* **RECORDED INFORMATION**
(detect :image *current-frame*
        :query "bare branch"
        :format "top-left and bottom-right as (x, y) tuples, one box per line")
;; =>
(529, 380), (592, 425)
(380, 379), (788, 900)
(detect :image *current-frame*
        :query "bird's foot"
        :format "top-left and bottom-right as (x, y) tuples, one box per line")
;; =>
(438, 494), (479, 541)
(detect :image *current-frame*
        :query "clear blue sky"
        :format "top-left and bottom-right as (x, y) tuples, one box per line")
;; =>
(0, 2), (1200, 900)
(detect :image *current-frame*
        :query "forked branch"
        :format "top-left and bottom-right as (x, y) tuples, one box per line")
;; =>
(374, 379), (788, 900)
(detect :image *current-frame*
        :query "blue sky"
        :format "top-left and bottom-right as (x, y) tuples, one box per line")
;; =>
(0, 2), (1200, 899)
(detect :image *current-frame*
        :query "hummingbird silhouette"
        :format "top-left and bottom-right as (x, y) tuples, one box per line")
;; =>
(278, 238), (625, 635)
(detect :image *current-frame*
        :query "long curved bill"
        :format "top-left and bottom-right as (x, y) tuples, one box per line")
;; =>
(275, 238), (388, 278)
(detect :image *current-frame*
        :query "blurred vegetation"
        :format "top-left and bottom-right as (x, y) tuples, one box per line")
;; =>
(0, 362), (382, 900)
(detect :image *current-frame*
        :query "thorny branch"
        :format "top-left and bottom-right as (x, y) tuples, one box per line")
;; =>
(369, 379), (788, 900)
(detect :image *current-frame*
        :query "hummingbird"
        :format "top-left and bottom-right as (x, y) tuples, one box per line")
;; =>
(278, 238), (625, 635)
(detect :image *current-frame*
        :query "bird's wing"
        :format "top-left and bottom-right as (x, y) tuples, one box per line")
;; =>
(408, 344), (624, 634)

* **WORK TO COMPLETE**
Render every line of the records above as a Markdown table with two columns, "Row" and "Record line": number the rows in order and leave out any blank lines.

* **RESPONSE**
| Row | Record line |
|---|---|
| 1 | (detect :image *current-frame* |
| 2 |         :query "bare branch" |
| 3 |         :format "top-left and bottom-right as (x, y) tuples, one box per line") |
| 4 | ;; => |
| 5 | (529, 380), (592, 425) |
| 6 | (380, 379), (788, 900) |
| 7 | (detect :image *current-frame* |
| 8 |         :query "bird's foot" |
| 9 |         :format "top-left and bottom-right as (x, y) tuples, one box per line") |
| 10 | ;; => |
| 11 | (438, 494), (479, 541) |
| 12 | (detect :image *current-frame* |
| 13 |         :query "clear blue sky" |
| 14 |         :format "top-left and bottom-right as (x, y) tuples, one box per line") |
| 15 | ;; => |
| 16 | (0, 2), (1200, 900) |
| 17 | (detect :image *current-frame* |
| 18 |         :query "forked branch" |
| 19 |         :format "top-left and bottom-right as (x, y) tuples, one box per line") |
| 20 | ;; => |
| 21 | (374, 379), (788, 900) |
| 22 | (detect :image *current-frame* |
| 23 |         :query "blue sky" |
| 24 |         :format "top-left and bottom-right as (x, y) tuples, one box per line") |
| 25 | ;; => |
| 26 | (0, 2), (1200, 899) |
| 27 | (detect :image *current-frame* |
| 28 |         :query "hummingbird silhouette" |
| 29 |         :format "top-left and bottom-right as (x, y) tuples, one box per line") |
| 30 | ;; => |
| 31 | (278, 238), (625, 635) |
| 32 | (detect :image *current-frame* |
| 33 |         :query "long curved bill" |
| 34 |         :format "top-left and bottom-right as (x, y) tuples, one box per line") |
| 35 | ;; => |
| 36 | (275, 238), (388, 278) |
| 37 | (detect :image *current-frame* |
| 38 |         :query "blurred vegetation" |
| 39 |         :format "top-left and bottom-right as (x, y) tuples, one box per line") |
| 40 | ;; => |
| 41 | (0, 362), (382, 900) |
| 42 | (detect :image *current-frame* |
| 43 |         :query "thorny branch" |
| 44 |         :format "top-left and bottom-right as (x, y) tuples, one box per line") |
| 45 | ;; => |
| 46 | (369, 379), (788, 900) |
| 47 | (detect :image *current-frame* |
| 48 |         :query "hummingbird" |
| 49 |         :format "top-left and bottom-right as (x, y) tuples, one box per line") |
| 50 | ;; => |
| 51 | (278, 238), (625, 635) |
| 52 | (detect :image *current-frame* |
| 53 |         :query "bird's wing" |
| 54 |         :format "top-left and bottom-right as (x, y) tuples, one box per line") |
| 55 | ;; => |
| 56 | (408, 344), (624, 634) |